_SET OF TASKS_.
• A. From the obituary, copy word for word the part that opens with the words containing "Mrs. Maltarich said her mother" and closes with "in young children.".
• B. According to the obituary, where did Jane Judy and Bernard Judy first meet?

_PASSAGE_.
Jane Judy, a retired special needs teacher and wife of the late Bernard Judy, who was a long-time editor-in-chief of The Blade, died Sunday in Madison County Hospital, London, Ohio. She was 89.
Mrs. Judy, who had been a patient in the hospital since Friday, died of congestive heart failure, said her daughter, Kathleen Maltarich. She moved from her home in West Toledo in August, 2010, to the Madison Senior Living Community in London, to be closer to Mrs. Maltarich and her husband, Ronald.
Mrs. Judy's husband of 65 years, Bernard Judy, began his career at The Blade in 1948 as a reporter, and went on to hold the positions of associate editor, editorial director, editor, and editor-in-chief before retiring in 1989. He died June 30, 2010, at the age of 90.
Mrs. Maltarich, the oldest of the Judy's four children, said her parents met during a dance at Grove City College in Pennsylvania, where they both attended. She said her father, who was three years older than her mother, didn't like to dance, but was coaxed by a friend into attending the event. They were married April 3, 1945, when he was on leave while serving in the Army's counterintelligence corps during World War II.
"She was the perfect editor's wife. She was a very good hostess at parties for politicians and people in the news," said Joe O'Conor, a retired Blade managing editor.
Jerry Chabler, a long-time Democratic Party fund-raiser and operative, said the Judys were gracious and intelligent.
"I enjoyed their friendship for many years. They were both great people to be around," he said. "She was very well read. She had a very curious mind ... She was a real classy lady."
Mrs. Judy earned a bachelor of arts degree from Grove City College, a small liberal arts university about 65 miles north of Pittsburgh. She worked in the personnel department at Gimbels Department Store in New York while her husband studied at Columbia University. She also taught high school and coached dramatics in high schools in Carlisle, Pa., and Natural Bridge, Va. before moving to Toledo with her husband.
Mrs. Maltarich said her mother took classes at Eastern Michigan University when her youngest child, Mark Judy, reached high school, and in 1972 earned a special education degree with an emphasis on language development in young children.
Mrs. Maltarich said her interest in the field stemmed from her younger sister, Jill Wainright, who was born with a hearing impairment. Mrs. Judy used the degree to help children as a special needs teacher for 16 years in the Toledo Public Schools' McKesson School.
Mrs. Judy, who retired from teaching in 1988, also held offices in the local Parents Hearing Education Association.
She was born April 21, 1923, in Clearfield, Pa, and graduated from Clearfield High School in 1940. Mrs. Maltarich said she was talented and performed in plays and glee clubs and other musical organizations.

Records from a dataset
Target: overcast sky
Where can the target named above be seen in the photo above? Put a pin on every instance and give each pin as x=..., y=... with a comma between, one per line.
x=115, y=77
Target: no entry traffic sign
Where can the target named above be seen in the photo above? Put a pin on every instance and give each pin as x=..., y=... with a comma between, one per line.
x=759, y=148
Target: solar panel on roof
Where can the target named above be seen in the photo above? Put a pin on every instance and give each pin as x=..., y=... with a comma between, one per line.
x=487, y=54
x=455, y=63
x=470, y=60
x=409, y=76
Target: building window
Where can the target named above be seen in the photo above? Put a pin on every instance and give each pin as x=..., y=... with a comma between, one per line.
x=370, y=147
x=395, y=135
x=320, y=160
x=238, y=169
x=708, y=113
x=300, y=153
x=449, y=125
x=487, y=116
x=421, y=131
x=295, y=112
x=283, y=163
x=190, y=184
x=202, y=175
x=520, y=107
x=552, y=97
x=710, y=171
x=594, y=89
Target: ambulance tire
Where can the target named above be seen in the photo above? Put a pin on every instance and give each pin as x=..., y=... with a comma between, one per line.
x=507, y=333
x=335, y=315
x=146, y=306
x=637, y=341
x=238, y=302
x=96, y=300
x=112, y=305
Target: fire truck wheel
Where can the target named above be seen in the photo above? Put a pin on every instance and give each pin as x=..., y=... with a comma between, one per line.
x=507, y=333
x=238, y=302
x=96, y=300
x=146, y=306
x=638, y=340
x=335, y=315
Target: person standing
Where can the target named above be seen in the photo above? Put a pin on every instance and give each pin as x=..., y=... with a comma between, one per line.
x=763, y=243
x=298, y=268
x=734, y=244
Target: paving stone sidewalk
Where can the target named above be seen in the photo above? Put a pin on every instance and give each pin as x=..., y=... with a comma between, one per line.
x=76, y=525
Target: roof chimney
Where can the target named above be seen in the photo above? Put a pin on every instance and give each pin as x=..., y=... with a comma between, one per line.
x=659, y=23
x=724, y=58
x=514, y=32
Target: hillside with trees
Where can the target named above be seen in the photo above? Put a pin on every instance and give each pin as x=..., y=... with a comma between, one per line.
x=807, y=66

_COMPLETED EXERCISE_.
• A.
Mrs. Maltarich said her mother took classes at Eastern Michigan University when her youngest child, Mark Judy, reached high school, and in 1972 earned a special education degree with an emphasis on language development in young children.

• B. At a dance at Grove City College in Pennsylvania.